DATASET EXTRACT:
-- Begin --
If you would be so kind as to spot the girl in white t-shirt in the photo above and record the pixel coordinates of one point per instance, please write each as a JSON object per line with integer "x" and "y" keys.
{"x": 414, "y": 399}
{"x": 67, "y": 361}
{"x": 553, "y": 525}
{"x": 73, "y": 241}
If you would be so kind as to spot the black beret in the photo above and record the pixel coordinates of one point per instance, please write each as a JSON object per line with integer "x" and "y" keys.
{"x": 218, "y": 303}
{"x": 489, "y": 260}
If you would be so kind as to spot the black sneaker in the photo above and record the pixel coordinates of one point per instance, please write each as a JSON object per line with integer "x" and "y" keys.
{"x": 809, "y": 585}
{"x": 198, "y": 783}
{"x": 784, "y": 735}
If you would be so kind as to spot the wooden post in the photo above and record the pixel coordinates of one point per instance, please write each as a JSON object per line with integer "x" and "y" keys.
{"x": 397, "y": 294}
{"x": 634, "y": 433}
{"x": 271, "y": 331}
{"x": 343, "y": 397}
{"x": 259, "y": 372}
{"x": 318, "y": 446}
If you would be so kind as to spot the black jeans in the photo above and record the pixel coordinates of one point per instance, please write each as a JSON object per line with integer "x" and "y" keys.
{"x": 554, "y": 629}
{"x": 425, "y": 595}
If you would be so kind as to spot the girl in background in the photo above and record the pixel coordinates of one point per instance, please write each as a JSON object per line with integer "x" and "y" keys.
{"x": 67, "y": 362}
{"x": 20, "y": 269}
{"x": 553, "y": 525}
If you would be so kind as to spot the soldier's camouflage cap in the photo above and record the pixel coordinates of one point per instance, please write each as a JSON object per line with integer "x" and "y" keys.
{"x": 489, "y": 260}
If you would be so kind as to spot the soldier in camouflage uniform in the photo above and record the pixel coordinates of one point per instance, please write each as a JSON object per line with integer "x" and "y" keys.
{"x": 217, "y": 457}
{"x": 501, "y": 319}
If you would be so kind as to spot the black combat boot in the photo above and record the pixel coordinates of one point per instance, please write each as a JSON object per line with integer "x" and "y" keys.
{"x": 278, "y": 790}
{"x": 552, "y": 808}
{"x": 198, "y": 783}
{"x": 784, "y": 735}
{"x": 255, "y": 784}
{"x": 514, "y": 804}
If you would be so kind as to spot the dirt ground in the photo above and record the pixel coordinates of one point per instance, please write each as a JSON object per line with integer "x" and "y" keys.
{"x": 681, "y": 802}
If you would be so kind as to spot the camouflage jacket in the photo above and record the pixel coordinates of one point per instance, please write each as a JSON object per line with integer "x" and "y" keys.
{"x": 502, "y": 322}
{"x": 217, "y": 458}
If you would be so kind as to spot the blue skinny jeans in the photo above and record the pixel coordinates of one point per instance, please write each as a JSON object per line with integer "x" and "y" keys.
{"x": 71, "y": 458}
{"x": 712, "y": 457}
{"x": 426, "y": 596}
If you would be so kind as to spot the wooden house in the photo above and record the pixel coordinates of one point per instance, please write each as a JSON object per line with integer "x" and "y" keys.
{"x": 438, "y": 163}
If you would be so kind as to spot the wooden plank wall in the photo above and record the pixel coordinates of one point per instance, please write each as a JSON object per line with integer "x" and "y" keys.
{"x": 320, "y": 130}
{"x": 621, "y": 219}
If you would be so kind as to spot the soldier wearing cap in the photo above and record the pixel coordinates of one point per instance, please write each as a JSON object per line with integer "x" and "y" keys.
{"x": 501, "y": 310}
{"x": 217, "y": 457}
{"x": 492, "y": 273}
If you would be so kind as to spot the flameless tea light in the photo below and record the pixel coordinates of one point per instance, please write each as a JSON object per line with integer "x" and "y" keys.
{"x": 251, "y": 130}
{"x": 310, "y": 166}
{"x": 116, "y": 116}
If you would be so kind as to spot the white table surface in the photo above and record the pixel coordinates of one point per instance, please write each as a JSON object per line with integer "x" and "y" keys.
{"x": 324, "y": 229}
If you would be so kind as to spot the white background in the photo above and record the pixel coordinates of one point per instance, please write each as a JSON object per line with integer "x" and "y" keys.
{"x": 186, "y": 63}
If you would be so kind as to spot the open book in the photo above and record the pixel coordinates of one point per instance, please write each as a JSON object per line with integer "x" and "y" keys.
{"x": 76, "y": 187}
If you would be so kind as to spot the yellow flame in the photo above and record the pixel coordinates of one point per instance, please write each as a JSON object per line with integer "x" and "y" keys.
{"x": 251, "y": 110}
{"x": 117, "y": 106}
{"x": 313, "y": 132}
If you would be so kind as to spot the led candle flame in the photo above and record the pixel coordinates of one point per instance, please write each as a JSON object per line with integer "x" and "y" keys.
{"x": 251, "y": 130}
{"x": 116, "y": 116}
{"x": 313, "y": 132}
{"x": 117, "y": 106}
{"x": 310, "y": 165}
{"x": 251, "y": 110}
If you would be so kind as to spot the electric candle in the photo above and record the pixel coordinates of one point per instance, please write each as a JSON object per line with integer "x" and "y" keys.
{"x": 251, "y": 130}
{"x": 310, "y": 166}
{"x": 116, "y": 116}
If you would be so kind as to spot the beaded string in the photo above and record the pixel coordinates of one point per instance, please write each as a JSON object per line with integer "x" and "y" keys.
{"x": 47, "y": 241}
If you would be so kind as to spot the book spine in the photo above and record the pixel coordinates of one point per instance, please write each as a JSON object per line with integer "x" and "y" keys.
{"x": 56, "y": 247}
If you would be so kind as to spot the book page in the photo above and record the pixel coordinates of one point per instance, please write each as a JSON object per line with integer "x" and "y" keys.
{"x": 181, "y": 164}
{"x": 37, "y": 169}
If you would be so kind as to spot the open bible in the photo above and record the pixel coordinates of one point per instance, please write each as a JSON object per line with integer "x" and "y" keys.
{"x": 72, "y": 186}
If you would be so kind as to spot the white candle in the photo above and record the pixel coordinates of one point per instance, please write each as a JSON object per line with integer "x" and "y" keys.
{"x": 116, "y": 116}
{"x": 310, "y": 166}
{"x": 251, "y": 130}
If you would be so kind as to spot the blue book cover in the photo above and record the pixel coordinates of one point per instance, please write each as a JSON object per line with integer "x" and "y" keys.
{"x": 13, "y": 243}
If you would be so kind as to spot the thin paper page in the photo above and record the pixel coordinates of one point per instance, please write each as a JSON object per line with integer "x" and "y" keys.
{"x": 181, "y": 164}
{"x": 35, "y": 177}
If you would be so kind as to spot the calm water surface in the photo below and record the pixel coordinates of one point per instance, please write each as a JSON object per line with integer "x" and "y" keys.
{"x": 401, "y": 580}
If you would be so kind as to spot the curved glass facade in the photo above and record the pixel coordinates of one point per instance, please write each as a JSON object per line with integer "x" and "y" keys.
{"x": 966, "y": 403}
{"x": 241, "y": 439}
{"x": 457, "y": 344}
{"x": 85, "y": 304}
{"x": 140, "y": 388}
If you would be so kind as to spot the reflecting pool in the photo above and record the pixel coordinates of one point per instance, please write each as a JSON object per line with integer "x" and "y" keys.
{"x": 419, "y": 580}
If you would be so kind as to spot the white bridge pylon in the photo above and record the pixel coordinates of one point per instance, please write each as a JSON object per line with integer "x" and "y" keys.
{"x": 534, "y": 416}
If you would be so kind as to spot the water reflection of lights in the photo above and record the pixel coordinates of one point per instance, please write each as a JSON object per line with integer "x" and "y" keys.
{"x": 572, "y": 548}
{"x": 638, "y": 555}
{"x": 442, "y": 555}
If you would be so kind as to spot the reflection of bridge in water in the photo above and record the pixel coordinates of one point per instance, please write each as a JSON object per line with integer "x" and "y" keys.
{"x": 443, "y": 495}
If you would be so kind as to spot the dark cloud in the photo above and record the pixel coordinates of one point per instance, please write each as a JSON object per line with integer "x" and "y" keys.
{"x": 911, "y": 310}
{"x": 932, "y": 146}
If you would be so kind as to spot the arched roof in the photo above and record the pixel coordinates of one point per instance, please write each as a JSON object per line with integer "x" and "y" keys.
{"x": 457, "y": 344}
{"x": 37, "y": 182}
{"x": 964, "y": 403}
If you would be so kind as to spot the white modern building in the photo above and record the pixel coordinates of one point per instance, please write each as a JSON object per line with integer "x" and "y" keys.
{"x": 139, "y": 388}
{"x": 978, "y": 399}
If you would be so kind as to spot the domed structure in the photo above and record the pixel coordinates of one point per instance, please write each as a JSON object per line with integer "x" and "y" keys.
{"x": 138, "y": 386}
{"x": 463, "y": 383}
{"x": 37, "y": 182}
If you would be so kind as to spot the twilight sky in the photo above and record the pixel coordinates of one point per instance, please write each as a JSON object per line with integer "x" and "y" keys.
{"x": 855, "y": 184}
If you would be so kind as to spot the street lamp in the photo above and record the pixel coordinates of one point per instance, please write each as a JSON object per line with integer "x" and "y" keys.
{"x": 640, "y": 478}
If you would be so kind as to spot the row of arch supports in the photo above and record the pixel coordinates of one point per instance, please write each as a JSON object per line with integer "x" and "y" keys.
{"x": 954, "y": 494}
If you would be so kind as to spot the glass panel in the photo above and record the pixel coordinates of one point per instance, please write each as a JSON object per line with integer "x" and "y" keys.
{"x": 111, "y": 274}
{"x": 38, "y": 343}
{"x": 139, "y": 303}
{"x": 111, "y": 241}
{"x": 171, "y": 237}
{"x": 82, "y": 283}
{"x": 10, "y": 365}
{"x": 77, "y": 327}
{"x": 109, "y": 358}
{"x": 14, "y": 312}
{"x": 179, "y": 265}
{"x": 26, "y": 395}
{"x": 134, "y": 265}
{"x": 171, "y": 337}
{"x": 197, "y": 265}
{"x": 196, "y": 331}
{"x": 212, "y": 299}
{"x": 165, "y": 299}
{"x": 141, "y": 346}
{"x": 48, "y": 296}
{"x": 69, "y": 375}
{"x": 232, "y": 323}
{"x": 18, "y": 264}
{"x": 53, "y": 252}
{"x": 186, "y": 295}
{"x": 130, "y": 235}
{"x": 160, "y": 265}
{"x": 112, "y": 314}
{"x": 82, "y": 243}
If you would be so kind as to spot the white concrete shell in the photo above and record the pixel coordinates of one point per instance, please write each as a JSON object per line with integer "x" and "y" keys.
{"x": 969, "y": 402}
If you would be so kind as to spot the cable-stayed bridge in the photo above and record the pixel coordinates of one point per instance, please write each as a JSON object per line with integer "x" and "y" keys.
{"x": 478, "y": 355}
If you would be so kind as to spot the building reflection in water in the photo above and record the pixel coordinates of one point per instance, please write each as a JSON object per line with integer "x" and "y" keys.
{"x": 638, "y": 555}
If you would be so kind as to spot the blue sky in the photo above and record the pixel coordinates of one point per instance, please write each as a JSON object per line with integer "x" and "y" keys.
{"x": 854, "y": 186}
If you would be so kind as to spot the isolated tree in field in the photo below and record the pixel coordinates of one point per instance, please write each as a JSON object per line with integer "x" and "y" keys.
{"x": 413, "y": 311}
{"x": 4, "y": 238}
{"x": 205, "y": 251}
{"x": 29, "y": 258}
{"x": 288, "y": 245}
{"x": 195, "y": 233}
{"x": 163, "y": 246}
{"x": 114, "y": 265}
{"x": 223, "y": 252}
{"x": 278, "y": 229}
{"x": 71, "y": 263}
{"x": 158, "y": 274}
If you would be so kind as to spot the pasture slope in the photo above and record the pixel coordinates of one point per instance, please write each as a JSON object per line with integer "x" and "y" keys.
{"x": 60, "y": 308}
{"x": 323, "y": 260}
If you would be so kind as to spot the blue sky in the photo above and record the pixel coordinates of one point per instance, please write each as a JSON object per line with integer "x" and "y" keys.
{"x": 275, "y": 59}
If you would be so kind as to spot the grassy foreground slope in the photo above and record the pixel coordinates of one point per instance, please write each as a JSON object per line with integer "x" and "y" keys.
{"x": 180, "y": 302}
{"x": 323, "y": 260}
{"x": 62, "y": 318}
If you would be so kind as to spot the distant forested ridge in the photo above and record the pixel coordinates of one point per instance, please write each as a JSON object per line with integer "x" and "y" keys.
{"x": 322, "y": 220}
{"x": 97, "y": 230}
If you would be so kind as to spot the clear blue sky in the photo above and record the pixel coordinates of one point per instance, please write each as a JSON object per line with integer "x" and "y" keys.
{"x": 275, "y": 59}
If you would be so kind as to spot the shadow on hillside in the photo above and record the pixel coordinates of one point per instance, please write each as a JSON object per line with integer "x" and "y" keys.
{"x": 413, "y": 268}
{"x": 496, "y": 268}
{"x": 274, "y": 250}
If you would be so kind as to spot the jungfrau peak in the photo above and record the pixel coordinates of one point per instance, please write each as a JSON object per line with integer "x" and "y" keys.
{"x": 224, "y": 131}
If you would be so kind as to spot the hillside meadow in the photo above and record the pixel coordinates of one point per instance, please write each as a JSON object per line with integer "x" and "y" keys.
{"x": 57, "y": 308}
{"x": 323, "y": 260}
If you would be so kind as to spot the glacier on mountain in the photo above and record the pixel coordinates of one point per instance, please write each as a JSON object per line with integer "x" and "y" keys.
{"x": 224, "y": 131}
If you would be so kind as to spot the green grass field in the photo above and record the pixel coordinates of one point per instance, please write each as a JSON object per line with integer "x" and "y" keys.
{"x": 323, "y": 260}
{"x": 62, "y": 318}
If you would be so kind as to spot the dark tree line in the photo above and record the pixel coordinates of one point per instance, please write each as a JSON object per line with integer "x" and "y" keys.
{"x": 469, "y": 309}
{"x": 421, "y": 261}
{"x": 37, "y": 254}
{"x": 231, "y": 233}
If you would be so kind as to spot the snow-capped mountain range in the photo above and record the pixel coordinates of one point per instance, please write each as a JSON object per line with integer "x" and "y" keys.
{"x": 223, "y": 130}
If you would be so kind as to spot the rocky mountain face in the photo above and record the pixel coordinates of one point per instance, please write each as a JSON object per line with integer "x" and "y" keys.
-- End --
OBJECTIVE: Reproduce only the lines from the line containing "If you would be so kind as to spot the jungfrau" to the last line of the material above, both of those lines included.

SOLVED EXERCISE:
If you would be so kind as to spot the jungfrau peak in the photo above and record the pixel coordinates of one point per instance, please write each as a JSON object per line with integer "x" and "y" keys.
{"x": 224, "y": 131}
If you would be so kind as to spot the hillside meadow in the photo above and record the pixel coordinates of one point per instance, please write each as a JSON object per line with integer "x" and "y" keys.
{"x": 57, "y": 308}
{"x": 323, "y": 260}
If you would be so kind as to spot the glacier on mountain in the photo above and record the pixel coordinates of one point per instance, please write each as a JSON object per line with integer "x" and "y" keys.
{"x": 224, "y": 131}
If you would be so kind as to spot the green grass field in the photo above and record the pixel coordinates of one point per instance, please write each as a JSON object per line with integer "x" and "y" keys.
{"x": 323, "y": 260}
{"x": 62, "y": 318}
If you would be so kind as to spot the dark tree line in the photo above and record the pixel coordinates of one point per instance, please write each as a JSON object per line with integer "x" and "y" keys.
{"x": 469, "y": 309}
{"x": 421, "y": 261}
{"x": 37, "y": 254}
{"x": 231, "y": 233}
If you would be so kind as to spot the snow-capped mountain range in the photo above and record the pixel coordinates of one point per instance, please write each as a JSON object per line with integer "x" and "y" keys.
{"x": 223, "y": 130}
If you would be so kind as to spot the rocky mountain face in the photo above and record the pixel coordinates of one point per instance, please write each as a JSON object per line with integer "x" and "y" keys.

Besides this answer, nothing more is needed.